begin RECORD LIST

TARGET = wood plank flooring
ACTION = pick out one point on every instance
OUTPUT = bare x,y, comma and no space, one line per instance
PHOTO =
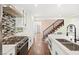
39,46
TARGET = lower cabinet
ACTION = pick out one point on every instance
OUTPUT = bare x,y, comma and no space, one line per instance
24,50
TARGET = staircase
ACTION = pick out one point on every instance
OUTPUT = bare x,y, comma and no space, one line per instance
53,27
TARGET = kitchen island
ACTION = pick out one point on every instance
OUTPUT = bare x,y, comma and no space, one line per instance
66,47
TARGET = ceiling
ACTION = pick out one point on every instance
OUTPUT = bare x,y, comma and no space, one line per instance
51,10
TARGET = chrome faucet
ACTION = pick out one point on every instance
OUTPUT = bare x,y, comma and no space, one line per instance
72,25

end RECORD LIST
begin RECORD LIST

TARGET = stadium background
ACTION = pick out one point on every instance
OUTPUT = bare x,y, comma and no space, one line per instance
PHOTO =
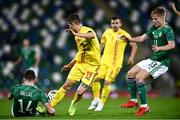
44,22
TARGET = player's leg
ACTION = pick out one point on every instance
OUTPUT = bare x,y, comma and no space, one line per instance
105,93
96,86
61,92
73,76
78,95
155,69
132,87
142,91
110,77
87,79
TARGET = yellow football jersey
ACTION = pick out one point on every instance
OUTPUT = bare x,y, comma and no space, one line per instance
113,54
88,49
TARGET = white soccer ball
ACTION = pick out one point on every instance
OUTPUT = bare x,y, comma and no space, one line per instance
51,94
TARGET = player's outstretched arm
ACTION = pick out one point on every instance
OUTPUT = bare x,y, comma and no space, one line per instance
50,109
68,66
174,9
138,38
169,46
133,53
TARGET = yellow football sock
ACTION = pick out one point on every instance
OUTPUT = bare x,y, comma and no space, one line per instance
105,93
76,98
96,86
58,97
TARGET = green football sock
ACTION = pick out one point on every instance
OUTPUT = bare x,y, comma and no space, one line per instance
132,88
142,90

end RECORD LIST

TASK INSTRUCTIONS:
Which of the lines above contain the word "player"? Copy each of them in full.

EXPECTED ANSWER:
TARGET = player's leg
TARGET = player's outstretched arm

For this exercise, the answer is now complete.